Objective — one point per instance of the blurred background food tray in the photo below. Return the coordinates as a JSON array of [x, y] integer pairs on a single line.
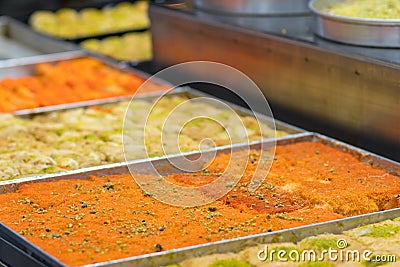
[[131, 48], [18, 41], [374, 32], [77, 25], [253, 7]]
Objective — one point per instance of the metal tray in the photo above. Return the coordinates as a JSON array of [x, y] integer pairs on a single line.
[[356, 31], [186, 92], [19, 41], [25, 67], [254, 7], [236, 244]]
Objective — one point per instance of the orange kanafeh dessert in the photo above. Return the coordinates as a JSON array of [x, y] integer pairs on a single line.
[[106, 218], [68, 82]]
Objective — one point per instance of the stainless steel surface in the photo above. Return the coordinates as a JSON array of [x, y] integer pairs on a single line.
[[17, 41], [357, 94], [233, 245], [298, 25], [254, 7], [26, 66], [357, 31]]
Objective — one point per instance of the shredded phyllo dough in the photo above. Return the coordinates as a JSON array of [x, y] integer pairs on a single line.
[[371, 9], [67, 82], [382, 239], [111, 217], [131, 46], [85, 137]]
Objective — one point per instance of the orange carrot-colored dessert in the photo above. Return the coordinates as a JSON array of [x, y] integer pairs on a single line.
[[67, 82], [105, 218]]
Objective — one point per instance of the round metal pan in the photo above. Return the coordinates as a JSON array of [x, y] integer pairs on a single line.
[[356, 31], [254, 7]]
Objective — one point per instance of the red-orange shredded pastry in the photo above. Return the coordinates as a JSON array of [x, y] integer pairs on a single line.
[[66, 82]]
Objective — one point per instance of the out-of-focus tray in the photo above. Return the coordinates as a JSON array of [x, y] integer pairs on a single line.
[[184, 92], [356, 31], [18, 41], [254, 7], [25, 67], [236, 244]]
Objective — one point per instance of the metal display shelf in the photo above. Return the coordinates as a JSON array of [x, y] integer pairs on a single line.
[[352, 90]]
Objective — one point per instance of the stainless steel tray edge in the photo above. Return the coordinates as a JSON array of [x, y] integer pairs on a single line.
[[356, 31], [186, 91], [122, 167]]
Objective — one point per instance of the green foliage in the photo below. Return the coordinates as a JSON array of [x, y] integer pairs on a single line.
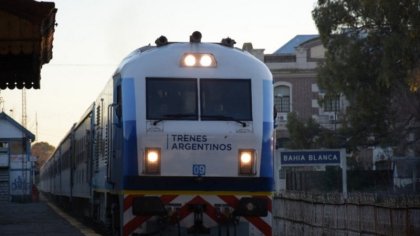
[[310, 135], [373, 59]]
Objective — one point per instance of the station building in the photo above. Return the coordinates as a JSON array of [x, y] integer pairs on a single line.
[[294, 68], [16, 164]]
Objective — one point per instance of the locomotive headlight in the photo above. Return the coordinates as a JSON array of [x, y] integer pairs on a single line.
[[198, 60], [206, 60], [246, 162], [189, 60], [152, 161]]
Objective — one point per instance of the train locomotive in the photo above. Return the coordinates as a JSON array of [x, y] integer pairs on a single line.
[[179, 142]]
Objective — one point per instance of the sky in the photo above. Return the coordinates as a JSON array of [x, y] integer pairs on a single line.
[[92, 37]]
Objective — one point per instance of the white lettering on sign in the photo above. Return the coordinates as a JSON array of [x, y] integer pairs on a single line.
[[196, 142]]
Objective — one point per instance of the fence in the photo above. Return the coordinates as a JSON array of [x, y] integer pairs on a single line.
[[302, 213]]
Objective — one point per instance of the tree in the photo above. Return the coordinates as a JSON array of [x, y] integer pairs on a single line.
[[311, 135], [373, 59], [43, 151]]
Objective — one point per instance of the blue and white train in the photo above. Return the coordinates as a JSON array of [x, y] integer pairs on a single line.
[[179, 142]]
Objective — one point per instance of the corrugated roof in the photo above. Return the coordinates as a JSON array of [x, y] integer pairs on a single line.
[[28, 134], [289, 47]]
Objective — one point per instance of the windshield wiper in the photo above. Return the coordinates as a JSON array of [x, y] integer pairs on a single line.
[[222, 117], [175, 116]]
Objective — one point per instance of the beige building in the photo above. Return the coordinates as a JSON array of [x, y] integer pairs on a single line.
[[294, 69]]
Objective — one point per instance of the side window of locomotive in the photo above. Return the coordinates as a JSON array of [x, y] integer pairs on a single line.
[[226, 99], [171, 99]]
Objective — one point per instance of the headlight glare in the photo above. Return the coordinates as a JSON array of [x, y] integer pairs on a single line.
########################################
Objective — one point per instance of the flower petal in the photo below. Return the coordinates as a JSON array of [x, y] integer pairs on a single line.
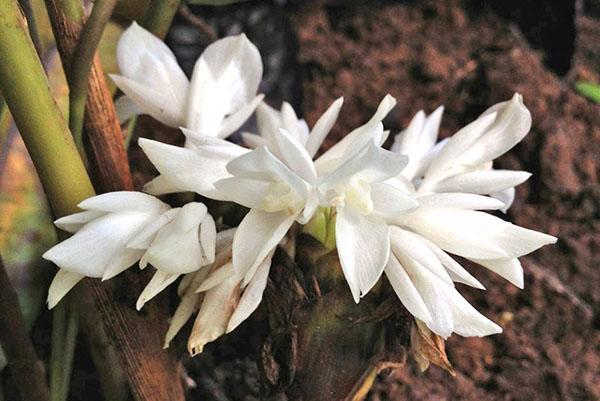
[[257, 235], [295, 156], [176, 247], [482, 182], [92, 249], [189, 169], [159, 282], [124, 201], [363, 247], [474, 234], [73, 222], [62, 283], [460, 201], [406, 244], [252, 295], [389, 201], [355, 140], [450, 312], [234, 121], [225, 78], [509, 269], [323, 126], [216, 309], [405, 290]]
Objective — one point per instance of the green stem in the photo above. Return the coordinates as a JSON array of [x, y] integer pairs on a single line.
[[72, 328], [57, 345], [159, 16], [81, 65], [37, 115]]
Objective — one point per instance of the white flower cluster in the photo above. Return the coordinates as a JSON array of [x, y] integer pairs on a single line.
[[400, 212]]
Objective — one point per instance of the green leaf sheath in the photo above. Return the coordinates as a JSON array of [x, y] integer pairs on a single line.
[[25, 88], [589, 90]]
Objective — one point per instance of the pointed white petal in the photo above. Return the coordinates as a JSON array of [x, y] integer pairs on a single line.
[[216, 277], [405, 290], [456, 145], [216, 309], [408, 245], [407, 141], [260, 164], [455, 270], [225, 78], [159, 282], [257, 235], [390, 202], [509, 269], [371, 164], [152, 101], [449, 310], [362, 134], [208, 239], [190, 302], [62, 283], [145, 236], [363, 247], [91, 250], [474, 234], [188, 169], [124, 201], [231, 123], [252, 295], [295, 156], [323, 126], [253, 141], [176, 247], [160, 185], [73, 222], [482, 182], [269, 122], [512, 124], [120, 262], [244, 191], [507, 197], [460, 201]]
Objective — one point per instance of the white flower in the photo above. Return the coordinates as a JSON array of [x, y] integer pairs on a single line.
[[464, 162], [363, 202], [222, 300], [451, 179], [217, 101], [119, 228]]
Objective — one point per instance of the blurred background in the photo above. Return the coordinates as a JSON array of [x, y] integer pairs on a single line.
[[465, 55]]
########################################
▶ Exercise goal
In the listing, rewrite the lines from the one containing "Objective — one point per instance of the train" through the one containing "[[294, 69]]", inclusive, replacing "corrugated roof" with "metal roof" and leaving everything else unchanged. Return only those lines.

▶ The output
Objective — one point per instance of the train locomotive in the photo above. Return the coordinates as a JSON array of [x, y] integer pairs on a single line.
[[179, 142]]
Objective — one point per instance of the sky in the photo above. Return the coordinates as a JSON array of [x, y] integer pairs on a single line.
[[92, 37]]
Objective — one point per instance of the white lettering on sign in the photo above. Return the coordinates as a JSON array of [x, y] integer pairs on a single line.
[[196, 142]]
Objective — one point per instance of the fence in the photo above. Return the coordinates as a JSON array of [x, y] integer pairs on a single line.
[[302, 213]]
Objective — one point per instance of the tree in the photo above. Return the coordinates as a JSON array of [x, y] integer pairs on a single line.
[[311, 135], [373, 59], [43, 151]]
Objective — one point per instance of the blue and white train in the photo above. Return the coordinates as a JSON array of [x, y] integer pairs on a single line.
[[179, 142]]
Objective — one point per instance of the metal roof in the photo above. Return the coordinates as a JSON array of [x, y] integer pairs on a single line.
[[28, 134], [289, 47]]
Objective — one point per instance of the windshield wiper in the photo above. Return the coordinates as a JSON array of [x, y] integer pairs on a single line.
[[222, 117], [175, 116]]
Objective — one point per instance of the beige building in the photo above. Return the coordinates as a JSON array of [x, y] integer pairs on a single line.
[[294, 69]]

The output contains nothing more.